**What is required:** In the records below, put the lines from the one containing "find miniature christmas tree pick" through the end of the records into a JSON list of strings, one string per line, leaving out blank lines.

**Data extract:**
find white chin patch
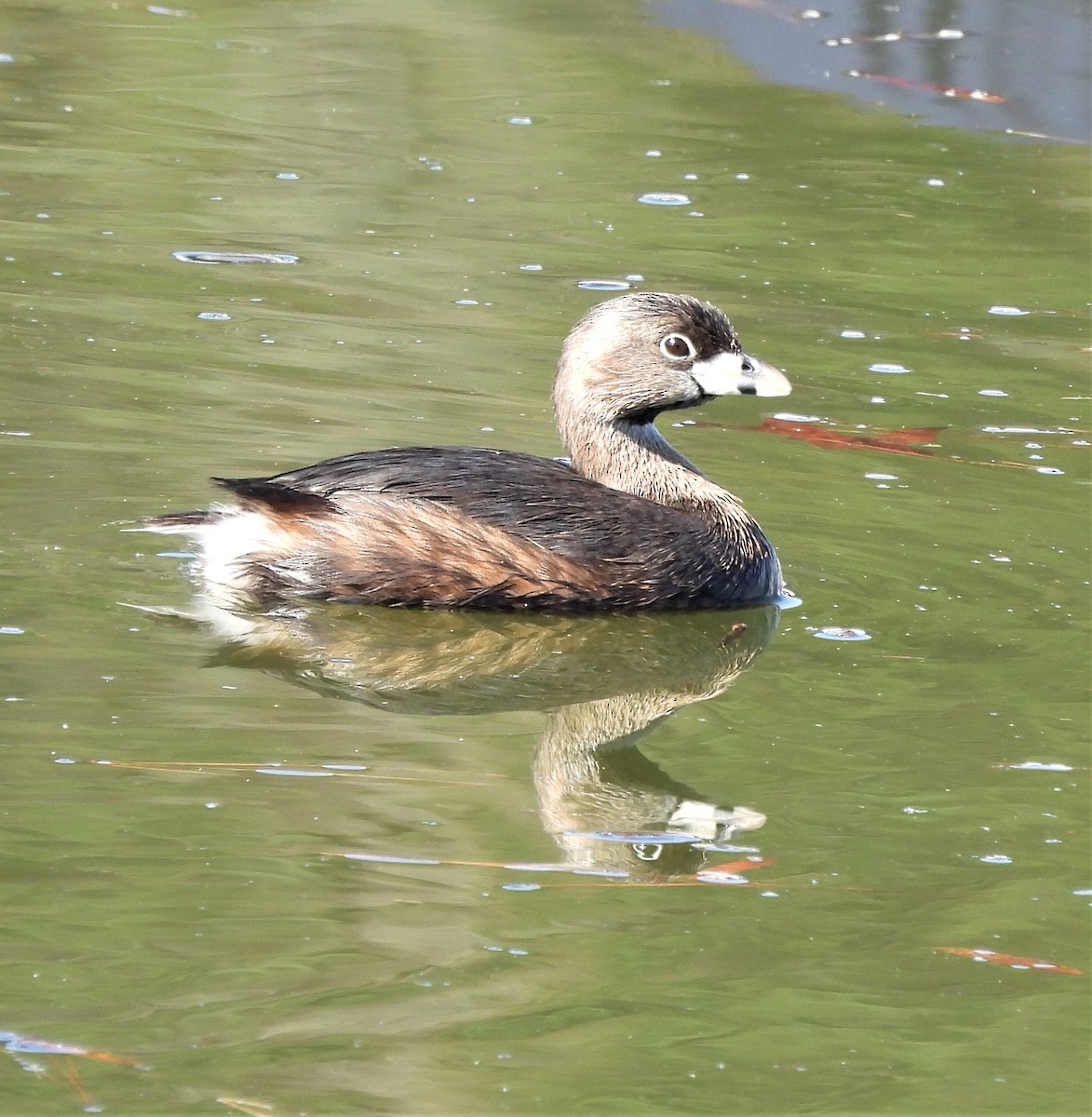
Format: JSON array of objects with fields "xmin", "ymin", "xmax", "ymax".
[
  {"xmin": 690, "ymin": 353, "xmax": 744, "ymax": 396},
  {"xmin": 690, "ymin": 353, "xmax": 793, "ymax": 396}
]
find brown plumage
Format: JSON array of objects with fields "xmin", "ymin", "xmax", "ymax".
[{"xmin": 143, "ymin": 294, "xmax": 789, "ymax": 610}]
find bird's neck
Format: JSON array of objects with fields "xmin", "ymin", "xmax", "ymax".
[{"xmin": 561, "ymin": 419, "xmax": 738, "ymax": 512}]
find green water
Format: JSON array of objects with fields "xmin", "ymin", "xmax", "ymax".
[{"xmin": 0, "ymin": 0, "xmax": 1092, "ymax": 1117}]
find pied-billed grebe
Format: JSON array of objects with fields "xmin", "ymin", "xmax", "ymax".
[{"xmin": 143, "ymin": 292, "xmax": 790, "ymax": 610}]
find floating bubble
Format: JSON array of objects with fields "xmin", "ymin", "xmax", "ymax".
[
  {"xmin": 254, "ymin": 769, "xmax": 334, "ymax": 778},
  {"xmin": 576, "ymin": 279, "xmax": 629, "ymax": 290},
  {"xmin": 638, "ymin": 190, "xmax": 690, "ymax": 206},
  {"xmin": 694, "ymin": 869, "xmax": 750, "ymax": 884},
  {"xmin": 812, "ymin": 625, "xmax": 872, "ymax": 640},
  {"xmin": 171, "ymin": 249, "xmax": 299, "ymax": 263}
]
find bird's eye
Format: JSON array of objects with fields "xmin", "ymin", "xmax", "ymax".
[{"xmin": 660, "ymin": 334, "xmax": 698, "ymax": 361}]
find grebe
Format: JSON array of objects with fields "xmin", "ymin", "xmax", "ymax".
[{"xmin": 142, "ymin": 292, "xmax": 790, "ymax": 610}]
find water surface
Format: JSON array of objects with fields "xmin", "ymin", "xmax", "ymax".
[{"xmin": 0, "ymin": 0, "xmax": 1090, "ymax": 1115}]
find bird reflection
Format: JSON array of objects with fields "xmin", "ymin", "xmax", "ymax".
[{"xmin": 171, "ymin": 605, "xmax": 779, "ymax": 879}]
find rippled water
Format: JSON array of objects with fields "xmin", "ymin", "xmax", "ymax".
[{"xmin": 0, "ymin": 0, "xmax": 1092, "ymax": 1115}]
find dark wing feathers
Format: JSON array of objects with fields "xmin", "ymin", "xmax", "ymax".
[
  {"xmin": 244, "ymin": 447, "xmax": 710, "ymax": 560},
  {"xmin": 206, "ymin": 447, "xmax": 768, "ymax": 609}
]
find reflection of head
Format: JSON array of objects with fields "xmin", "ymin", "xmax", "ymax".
[{"xmin": 157, "ymin": 607, "xmax": 778, "ymax": 878}]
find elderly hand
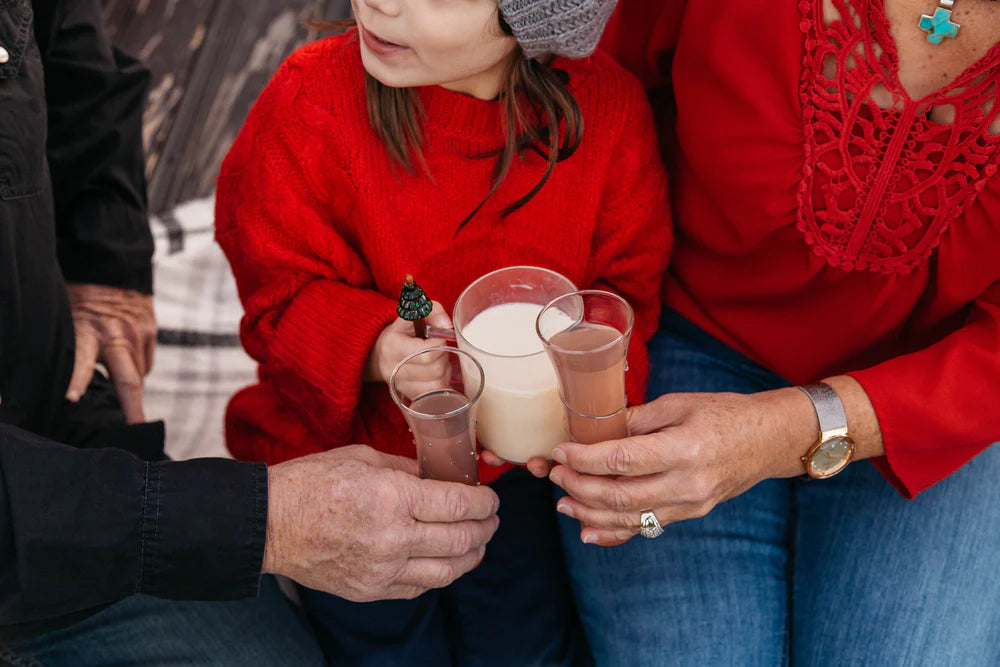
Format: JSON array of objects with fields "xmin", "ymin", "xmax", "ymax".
[
  {"xmin": 263, "ymin": 445, "xmax": 499, "ymax": 602},
  {"xmin": 550, "ymin": 389, "xmax": 819, "ymax": 545},
  {"xmin": 66, "ymin": 284, "xmax": 156, "ymax": 424},
  {"xmin": 365, "ymin": 301, "xmax": 452, "ymax": 397}
]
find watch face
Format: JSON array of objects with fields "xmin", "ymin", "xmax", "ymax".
[{"xmin": 808, "ymin": 436, "xmax": 854, "ymax": 479}]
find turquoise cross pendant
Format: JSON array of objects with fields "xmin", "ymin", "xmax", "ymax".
[{"xmin": 920, "ymin": 0, "xmax": 962, "ymax": 44}]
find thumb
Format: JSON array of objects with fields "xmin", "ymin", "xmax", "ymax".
[
  {"xmin": 427, "ymin": 301, "xmax": 455, "ymax": 329},
  {"xmin": 371, "ymin": 450, "xmax": 420, "ymax": 477},
  {"xmin": 626, "ymin": 394, "xmax": 676, "ymax": 435}
]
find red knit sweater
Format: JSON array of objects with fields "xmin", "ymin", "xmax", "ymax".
[
  {"xmin": 605, "ymin": 0, "xmax": 1000, "ymax": 497},
  {"xmin": 216, "ymin": 33, "xmax": 671, "ymax": 482}
]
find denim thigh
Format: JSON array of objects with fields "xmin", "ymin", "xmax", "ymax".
[
  {"xmin": 560, "ymin": 314, "xmax": 1000, "ymax": 666},
  {"xmin": 559, "ymin": 314, "xmax": 791, "ymax": 667},
  {"xmin": 0, "ymin": 576, "xmax": 324, "ymax": 667}
]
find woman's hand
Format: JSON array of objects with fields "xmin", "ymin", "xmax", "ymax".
[
  {"xmin": 66, "ymin": 284, "xmax": 156, "ymax": 424},
  {"xmin": 365, "ymin": 301, "xmax": 452, "ymax": 397},
  {"xmin": 550, "ymin": 388, "xmax": 819, "ymax": 545}
]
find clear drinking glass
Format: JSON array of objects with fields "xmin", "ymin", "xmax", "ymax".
[
  {"xmin": 535, "ymin": 290, "xmax": 635, "ymax": 444},
  {"xmin": 389, "ymin": 347, "xmax": 485, "ymax": 486},
  {"xmin": 452, "ymin": 266, "xmax": 576, "ymax": 463}
]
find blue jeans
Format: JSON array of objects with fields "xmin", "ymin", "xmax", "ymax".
[
  {"xmin": 302, "ymin": 469, "xmax": 592, "ymax": 667},
  {"xmin": 560, "ymin": 314, "xmax": 1000, "ymax": 667},
  {"xmin": 0, "ymin": 577, "xmax": 325, "ymax": 667}
]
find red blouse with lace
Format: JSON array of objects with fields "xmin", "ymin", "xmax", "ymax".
[{"xmin": 605, "ymin": 0, "xmax": 1000, "ymax": 497}]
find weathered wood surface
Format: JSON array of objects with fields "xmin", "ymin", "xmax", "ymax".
[{"xmin": 104, "ymin": 0, "xmax": 350, "ymax": 213}]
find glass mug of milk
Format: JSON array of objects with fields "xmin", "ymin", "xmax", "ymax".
[{"xmin": 452, "ymin": 266, "xmax": 576, "ymax": 463}]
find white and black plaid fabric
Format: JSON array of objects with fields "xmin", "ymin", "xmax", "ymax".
[{"xmin": 145, "ymin": 197, "xmax": 256, "ymax": 459}]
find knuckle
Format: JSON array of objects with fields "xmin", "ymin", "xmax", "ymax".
[
  {"xmin": 608, "ymin": 442, "xmax": 635, "ymax": 475},
  {"xmin": 452, "ymin": 528, "xmax": 477, "ymax": 555},
  {"xmin": 427, "ymin": 563, "xmax": 458, "ymax": 588},
  {"xmin": 691, "ymin": 474, "xmax": 715, "ymax": 505},
  {"xmin": 445, "ymin": 487, "xmax": 472, "ymax": 519},
  {"xmin": 604, "ymin": 484, "xmax": 632, "ymax": 512}
]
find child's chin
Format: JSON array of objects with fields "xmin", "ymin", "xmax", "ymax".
[{"xmin": 361, "ymin": 54, "xmax": 426, "ymax": 88}]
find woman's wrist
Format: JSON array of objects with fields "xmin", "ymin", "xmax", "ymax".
[
  {"xmin": 752, "ymin": 375, "xmax": 885, "ymax": 478},
  {"xmin": 823, "ymin": 375, "xmax": 885, "ymax": 460},
  {"xmin": 751, "ymin": 387, "xmax": 819, "ymax": 479}
]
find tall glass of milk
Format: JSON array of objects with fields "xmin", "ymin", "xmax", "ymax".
[{"xmin": 452, "ymin": 266, "xmax": 576, "ymax": 463}]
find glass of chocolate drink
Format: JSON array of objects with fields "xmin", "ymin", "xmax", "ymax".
[
  {"xmin": 389, "ymin": 347, "xmax": 485, "ymax": 486},
  {"xmin": 535, "ymin": 290, "xmax": 635, "ymax": 444}
]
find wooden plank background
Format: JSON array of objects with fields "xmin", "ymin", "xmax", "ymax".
[{"xmin": 104, "ymin": 0, "xmax": 350, "ymax": 213}]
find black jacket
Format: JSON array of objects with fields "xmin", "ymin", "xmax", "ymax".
[{"xmin": 0, "ymin": 0, "xmax": 267, "ymax": 640}]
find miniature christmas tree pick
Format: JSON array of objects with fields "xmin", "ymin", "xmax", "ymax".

**In response:**
[
  "find miniature christmas tree pick",
  "Format: JSON array of objects with fields \"xmin\", \"ymin\", \"xmax\", \"ymax\"."
]